[CONSIGNES]:
**A.** Répondez aux questions suivantes d'après le texte sur les parcheminiers :
(i) Quelle étape de la transformation du parchemin les parcheminiers de Paris constituent-ils ?
(ii) Qui effectue les étapes de transformation initiales des peaux ?
(iii) De la protection de quelle institution les parcheminiers parisiens profitent-ils ?
**B.** Traduisez en anglais, s'il vous plaît, cette phrase du texte sur les parcheminiers : « Ils se situent en effet au bout de la chaîne du commerce du parchemin ; en tant que tels, ils sont dépendants des parcheminiers provinciaux qui effectuent les étapes de transformation initiales des peaux. »
**C.** Reproduisez fidèlement le passage du texte sur les parcheminiers qui va de « Les parcheminiers de » jusqu'à « défendre ses privilèges. ».

[TEXTE PROPOSÉ]:
Les parcheminiers de Paris constituent l’ultime étape de transformation du parchemin. Ils se situent en effet au bout de la chaîne du commerce du parchemin ; en tant que tels, ils sont dépendants des parcheminiers provinciaux qui effectuent les étapes de transformation initiales des peaux. La relation d’interdépendance des parcheminiers de province, qui ont besoin du marché parisien pour écouler leur marchandise et des parcheminiers de Paris, dont le commerce s’effondre en l’absence de fournisseurs, est émaillée de plusieurs affaires qui contribuent à faire évoluer les rapports de force entre les deux parties, en faveur des parcheminiers parisiens qui profitent de la protection de l’Université, toujours en première ligne lorsqu’il s’agit de défendre ses privilèges.

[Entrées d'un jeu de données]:
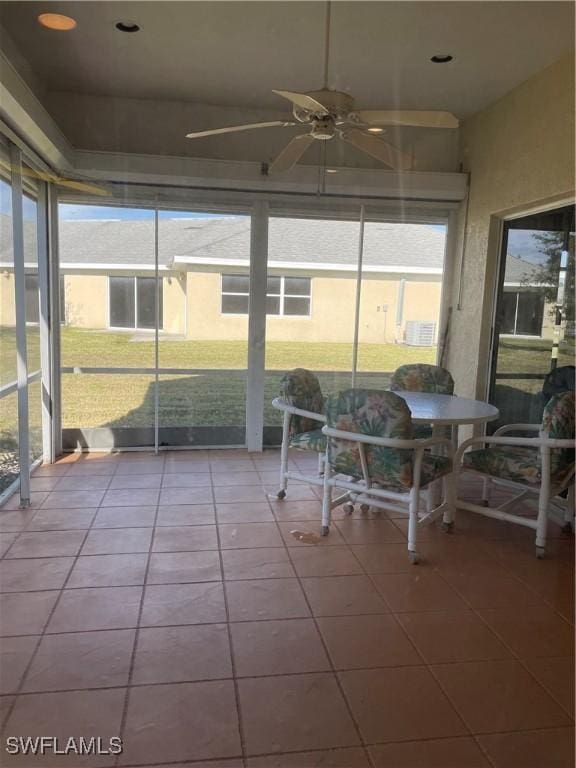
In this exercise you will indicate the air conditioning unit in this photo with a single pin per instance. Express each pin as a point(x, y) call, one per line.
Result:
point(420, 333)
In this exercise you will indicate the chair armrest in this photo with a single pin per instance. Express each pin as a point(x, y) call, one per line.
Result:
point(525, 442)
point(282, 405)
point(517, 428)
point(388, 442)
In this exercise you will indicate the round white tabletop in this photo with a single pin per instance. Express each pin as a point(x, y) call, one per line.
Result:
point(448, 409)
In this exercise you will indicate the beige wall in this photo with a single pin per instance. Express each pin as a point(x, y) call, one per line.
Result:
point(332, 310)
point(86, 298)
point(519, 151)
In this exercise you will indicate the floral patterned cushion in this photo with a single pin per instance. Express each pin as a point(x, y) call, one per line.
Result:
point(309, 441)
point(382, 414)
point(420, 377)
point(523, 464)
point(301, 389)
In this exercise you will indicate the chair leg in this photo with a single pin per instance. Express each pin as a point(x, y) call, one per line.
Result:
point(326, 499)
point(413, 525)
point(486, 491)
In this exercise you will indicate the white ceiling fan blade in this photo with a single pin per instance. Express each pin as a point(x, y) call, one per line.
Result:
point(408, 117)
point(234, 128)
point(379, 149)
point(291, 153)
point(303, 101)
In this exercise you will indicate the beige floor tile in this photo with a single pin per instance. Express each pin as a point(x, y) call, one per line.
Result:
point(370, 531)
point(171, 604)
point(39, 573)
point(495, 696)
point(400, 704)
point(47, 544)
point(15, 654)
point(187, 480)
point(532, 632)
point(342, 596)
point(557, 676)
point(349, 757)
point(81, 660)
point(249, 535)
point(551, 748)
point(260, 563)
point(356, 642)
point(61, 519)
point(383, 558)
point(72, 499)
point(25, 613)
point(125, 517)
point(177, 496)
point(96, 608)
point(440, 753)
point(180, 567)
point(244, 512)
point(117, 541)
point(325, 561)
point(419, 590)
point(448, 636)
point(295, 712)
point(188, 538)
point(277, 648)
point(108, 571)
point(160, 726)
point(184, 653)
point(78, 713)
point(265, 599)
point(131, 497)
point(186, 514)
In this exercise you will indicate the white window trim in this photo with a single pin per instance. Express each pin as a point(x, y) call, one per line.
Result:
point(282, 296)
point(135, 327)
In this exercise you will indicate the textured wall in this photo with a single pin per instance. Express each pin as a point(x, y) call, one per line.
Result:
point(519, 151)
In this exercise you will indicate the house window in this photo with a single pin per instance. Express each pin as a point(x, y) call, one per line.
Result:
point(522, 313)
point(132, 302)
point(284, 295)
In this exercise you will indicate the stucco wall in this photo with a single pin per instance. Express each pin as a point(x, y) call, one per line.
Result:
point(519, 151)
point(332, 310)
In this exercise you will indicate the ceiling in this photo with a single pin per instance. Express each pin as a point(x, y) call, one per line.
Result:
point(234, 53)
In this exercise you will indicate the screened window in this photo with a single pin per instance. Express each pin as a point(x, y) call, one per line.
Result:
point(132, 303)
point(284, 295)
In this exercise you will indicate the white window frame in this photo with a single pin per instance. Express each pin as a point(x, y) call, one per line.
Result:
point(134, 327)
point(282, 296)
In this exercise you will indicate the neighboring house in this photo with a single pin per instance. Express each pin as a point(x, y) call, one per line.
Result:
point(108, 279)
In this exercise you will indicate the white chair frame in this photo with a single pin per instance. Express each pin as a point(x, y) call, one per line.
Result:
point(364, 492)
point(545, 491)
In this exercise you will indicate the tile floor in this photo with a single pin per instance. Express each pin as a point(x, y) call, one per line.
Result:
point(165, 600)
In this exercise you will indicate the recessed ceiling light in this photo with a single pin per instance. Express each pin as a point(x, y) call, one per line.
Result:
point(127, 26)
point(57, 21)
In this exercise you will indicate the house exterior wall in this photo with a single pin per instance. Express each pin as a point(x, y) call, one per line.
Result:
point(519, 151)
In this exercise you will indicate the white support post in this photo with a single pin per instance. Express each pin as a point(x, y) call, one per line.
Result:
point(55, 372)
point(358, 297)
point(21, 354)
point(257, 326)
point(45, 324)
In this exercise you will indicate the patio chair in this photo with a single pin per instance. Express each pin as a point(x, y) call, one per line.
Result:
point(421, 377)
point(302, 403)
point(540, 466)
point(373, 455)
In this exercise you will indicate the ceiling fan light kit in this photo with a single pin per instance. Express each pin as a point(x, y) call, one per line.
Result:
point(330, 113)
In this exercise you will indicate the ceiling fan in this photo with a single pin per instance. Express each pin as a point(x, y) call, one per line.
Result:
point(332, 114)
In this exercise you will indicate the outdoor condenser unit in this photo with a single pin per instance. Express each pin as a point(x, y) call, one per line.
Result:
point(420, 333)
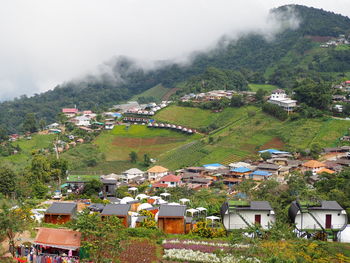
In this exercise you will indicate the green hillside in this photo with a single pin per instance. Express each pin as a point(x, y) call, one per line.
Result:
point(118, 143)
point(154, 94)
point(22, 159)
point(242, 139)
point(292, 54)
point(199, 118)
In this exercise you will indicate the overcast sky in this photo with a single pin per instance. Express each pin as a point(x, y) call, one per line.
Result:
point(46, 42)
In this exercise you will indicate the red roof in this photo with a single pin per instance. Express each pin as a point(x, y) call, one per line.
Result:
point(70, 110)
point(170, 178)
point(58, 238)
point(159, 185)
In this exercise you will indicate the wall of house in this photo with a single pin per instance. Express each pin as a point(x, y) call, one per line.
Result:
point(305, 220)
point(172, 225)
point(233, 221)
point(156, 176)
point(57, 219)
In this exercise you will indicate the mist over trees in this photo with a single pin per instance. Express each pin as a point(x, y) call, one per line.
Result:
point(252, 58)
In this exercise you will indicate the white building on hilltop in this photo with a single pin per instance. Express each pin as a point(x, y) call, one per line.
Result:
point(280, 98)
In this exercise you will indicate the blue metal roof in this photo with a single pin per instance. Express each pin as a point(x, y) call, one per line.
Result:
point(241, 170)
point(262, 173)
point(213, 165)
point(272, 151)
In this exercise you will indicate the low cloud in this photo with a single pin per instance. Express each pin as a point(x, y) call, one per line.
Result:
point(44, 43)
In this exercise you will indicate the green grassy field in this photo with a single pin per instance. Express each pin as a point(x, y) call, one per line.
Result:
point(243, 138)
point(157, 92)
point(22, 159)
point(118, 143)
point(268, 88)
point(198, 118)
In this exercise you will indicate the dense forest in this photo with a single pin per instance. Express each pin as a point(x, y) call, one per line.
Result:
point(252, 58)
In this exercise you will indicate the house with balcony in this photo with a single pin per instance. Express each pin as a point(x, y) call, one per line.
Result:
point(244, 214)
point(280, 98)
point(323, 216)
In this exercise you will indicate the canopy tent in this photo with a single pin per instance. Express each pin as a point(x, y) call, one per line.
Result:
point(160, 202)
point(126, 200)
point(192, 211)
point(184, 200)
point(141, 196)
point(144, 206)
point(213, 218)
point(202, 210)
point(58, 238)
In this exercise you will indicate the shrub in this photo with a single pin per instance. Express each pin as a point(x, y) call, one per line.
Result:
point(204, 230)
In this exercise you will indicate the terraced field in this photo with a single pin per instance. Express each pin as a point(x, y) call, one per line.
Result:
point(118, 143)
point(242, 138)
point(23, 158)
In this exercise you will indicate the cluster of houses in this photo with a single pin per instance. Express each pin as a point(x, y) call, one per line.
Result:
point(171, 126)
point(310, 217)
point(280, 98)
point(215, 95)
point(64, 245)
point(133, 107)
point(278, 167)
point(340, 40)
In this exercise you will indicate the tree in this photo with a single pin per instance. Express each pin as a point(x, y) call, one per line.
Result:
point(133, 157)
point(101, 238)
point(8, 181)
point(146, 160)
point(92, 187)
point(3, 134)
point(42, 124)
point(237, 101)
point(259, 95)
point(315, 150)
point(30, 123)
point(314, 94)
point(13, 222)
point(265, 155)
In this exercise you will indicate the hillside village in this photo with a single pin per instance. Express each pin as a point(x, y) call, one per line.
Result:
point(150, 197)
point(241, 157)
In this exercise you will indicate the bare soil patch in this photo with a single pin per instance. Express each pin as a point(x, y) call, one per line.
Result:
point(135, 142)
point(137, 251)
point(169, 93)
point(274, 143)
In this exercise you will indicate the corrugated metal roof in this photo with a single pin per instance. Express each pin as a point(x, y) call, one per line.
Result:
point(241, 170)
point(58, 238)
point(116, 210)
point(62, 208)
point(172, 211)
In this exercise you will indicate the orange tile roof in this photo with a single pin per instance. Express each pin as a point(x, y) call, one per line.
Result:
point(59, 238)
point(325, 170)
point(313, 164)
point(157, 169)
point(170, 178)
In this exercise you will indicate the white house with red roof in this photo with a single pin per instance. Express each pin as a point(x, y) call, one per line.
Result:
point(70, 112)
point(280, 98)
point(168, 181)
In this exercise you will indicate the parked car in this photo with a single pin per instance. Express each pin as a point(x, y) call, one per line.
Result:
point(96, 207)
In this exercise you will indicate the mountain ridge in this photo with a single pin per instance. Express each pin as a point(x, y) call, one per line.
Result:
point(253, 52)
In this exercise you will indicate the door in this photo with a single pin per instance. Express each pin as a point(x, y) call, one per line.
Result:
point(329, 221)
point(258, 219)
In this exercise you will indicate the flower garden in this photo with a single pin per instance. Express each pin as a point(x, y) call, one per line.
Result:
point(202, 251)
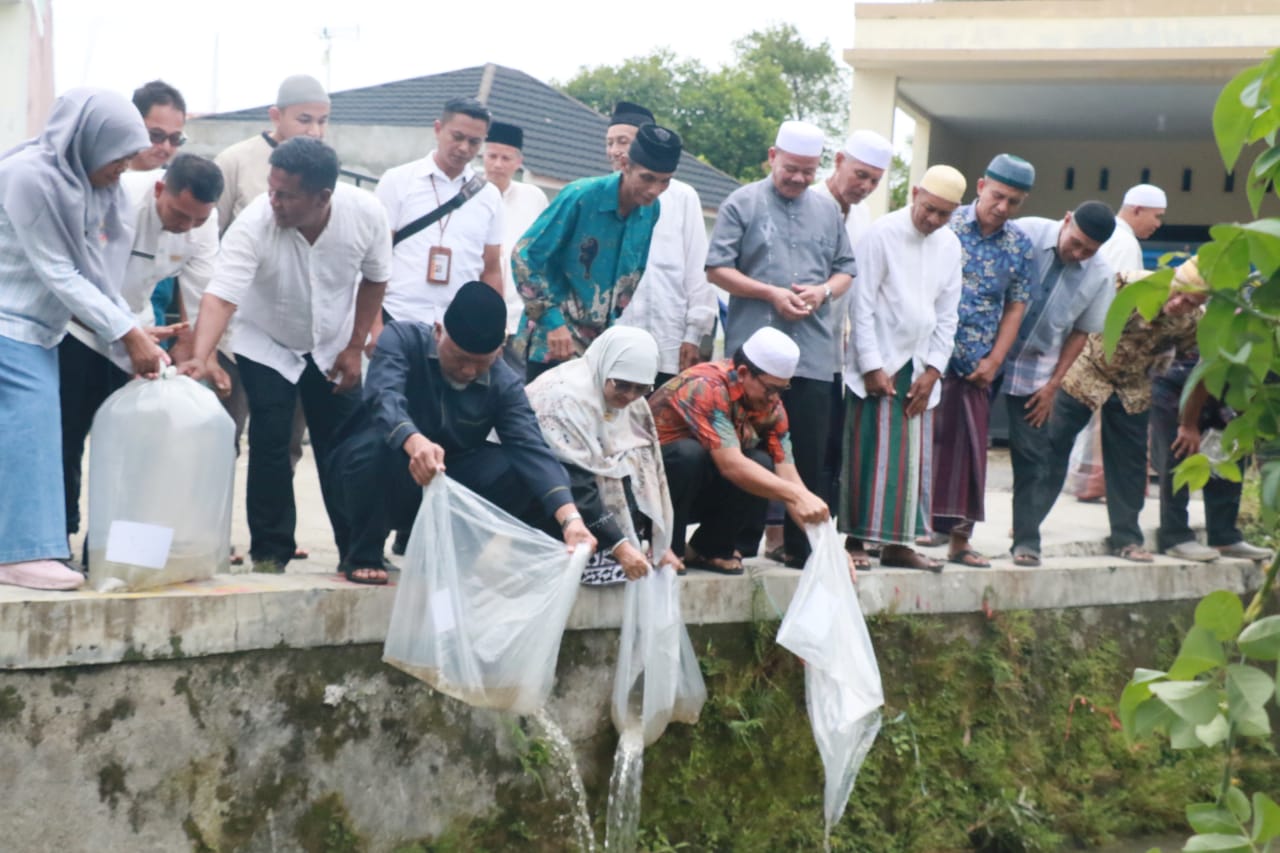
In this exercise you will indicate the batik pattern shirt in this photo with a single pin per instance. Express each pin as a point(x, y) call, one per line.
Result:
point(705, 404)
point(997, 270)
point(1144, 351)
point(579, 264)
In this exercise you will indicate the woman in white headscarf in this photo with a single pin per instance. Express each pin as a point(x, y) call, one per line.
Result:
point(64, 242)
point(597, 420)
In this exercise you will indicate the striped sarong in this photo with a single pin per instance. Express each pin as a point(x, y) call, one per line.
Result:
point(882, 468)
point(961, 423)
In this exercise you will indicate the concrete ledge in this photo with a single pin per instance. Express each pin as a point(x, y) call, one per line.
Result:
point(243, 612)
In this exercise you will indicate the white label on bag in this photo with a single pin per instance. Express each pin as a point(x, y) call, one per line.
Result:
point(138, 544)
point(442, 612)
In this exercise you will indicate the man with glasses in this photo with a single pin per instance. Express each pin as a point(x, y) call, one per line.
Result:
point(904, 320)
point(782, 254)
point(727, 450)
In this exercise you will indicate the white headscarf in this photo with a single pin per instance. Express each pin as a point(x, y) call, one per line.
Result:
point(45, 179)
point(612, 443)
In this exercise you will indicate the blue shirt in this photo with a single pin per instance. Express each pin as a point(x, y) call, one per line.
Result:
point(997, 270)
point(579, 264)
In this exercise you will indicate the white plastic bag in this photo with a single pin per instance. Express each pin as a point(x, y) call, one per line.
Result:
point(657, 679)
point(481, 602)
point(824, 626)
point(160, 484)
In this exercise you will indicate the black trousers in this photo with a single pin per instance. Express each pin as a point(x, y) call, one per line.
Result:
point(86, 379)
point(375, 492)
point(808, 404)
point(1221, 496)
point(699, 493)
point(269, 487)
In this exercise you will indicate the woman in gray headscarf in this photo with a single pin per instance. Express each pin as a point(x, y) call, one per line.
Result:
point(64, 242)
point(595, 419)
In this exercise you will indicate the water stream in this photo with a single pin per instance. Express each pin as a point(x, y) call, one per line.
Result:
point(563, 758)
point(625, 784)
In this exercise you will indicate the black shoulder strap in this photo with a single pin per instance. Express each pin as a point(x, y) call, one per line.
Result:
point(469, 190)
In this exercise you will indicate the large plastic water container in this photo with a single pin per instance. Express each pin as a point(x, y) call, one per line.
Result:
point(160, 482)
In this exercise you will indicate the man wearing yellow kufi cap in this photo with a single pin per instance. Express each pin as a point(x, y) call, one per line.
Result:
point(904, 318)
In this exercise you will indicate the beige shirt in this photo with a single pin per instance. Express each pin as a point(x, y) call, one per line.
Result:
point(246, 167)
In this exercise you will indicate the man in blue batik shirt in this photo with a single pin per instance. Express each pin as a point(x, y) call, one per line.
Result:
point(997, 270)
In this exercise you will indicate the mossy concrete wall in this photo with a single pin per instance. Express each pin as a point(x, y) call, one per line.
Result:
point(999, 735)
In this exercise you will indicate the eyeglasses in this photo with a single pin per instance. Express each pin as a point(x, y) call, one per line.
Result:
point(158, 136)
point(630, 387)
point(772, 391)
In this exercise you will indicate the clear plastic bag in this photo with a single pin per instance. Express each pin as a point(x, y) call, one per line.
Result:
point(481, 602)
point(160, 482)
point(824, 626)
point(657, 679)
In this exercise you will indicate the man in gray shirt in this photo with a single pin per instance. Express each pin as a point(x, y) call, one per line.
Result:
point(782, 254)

[RÉPONSES FOURNIES]:
**A.**
(i) L'ultime étape de transformation du parchemin.
(ii) Les parcheminiers provinciaux.
(iii) L'Université.

**B.** They are indeed located at the end of the parchment trade chain; as such, they are dependent on the provincial parchment makers who carry out the initial stages of processing the skins.

**C.**
Les parcheminiers de Paris constituent l’ultime étape de transformation du parchemin. Ils se situent en effet au bout de la chaîne du commerce du parchemin ; en tant que tels, ils sont dépendants des parcheminiers provinciaux qui effectuent les étapes de transformation initiales des peaux. La relation d’interdépendance des parcheminiers de province, qui ont besoin du marché parisien pour écouler leur marchandise et des parcheminiers de Paris, dont le commerce s’effondre en l’absence de fournisseurs, est émaillée de plusieurs affaires qui contribuent à faire évoluer les rapports de force entre les deux parties, en faveur des parcheminiers parisiens qui profitent de la protection de l’Université, toujours en première ligne lorsqu’il s’agit de défendre ses privilèges.